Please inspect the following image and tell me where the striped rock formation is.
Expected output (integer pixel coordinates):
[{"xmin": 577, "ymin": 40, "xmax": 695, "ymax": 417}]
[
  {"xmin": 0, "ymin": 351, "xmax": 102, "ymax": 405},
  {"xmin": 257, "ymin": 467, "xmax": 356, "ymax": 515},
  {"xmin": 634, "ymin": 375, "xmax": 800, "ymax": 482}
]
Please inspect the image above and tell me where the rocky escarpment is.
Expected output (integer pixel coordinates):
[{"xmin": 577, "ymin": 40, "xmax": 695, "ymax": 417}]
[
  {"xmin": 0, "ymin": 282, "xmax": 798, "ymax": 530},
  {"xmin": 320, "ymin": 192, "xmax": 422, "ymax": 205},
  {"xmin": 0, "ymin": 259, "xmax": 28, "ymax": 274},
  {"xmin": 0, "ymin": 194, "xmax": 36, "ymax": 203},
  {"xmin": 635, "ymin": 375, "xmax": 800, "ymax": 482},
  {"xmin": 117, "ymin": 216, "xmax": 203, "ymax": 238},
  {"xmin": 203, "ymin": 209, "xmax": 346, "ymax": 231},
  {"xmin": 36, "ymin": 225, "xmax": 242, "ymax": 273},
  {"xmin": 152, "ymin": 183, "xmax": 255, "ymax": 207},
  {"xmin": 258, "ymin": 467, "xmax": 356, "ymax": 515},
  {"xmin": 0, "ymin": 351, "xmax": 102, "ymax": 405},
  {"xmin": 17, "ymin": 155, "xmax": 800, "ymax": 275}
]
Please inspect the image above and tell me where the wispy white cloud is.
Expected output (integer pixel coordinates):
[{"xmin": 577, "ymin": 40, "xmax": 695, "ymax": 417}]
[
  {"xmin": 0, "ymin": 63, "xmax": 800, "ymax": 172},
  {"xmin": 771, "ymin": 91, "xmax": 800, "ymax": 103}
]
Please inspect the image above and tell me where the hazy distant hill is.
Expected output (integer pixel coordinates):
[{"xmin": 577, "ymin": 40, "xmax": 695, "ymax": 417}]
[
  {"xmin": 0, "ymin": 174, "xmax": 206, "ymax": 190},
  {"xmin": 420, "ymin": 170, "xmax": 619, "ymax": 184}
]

--

## Problem requirements
Can you give the lines above again with every "inspect" replaced by "examine", leaving the rest unchanged?

## Correct output
Please examine the following image and tell me where the striped rock formation is.
Expected output (integer pixel coordinates):
[{"xmin": 577, "ymin": 40, "xmax": 695, "ymax": 417}]
[
  {"xmin": 0, "ymin": 351, "xmax": 102, "ymax": 405},
  {"xmin": 257, "ymin": 467, "xmax": 356, "ymax": 515},
  {"xmin": 634, "ymin": 375, "xmax": 800, "ymax": 482}
]
Please examine the image above and tell me where the rocky escarpment is.
Expected output (integer pixel coordinates):
[{"xmin": 577, "ymin": 40, "xmax": 695, "ymax": 417}]
[
  {"xmin": 0, "ymin": 282, "xmax": 798, "ymax": 530},
  {"xmin": 320, "ymin": 192, "xmax": 422, "ymax": 205},
  {"xmin": 0, "ymin": 259, "xmax": 28, "ymax": 274},
  {"xmin": 0, "ymin": 194, "xmax": 36, "ymax": 203},
  {"xmin": 635, "ymin": 375, "xmax": 800, "ymax": 482},
  {"xmin": 117, "ymin": 216, "xmax": 203, "ymax": 238},
  {"xmin": 203, "ymin": 209, "xmax": 346, "ymax": 231},
  {"xmin": 36, "ymin": 225, "xmax": 242, "ymax": 273},
  {"xmin": 152, "ymin": 183, "xmax": 255, "ymax": 207},
  {"xmin": 258, "ymin": 467, "xmax": 356, "ymax": 515},
  {"xmin": 0, "ymin": 351, "xmax": 102, "ymax": 405},
  {"xmin": 17, "ymin": 155, "xmax": 800, "ymax": 275}
]
Please examine the image above and tell me where the wispy white cloud is.
Expected output (integer pixel coordinates):
[{"xmin": 577, "ymin": 40, "xmax": 695, "ymax": 417}]
[
  {"xmin": 0, "ymin": 63, "xmax": 800, "ymax": 172},
  {"xmin": 771, "ymin": 91, "xmax": 800, "ymax": 103}
]
Please examine the image above and tell me where the hazy distant hill is.
Expected output (integer pixel coordinates):
[{"xmin": 577, "ymin": 40, "xmax": 695, "ymax": 417}]
[
  {"xmin": 0, "ymin": 174, "xmax": 206, "ymax": 190},
  {"xmin": 420, "ymin": 170, "xmax": 619, "ymax": 184}
]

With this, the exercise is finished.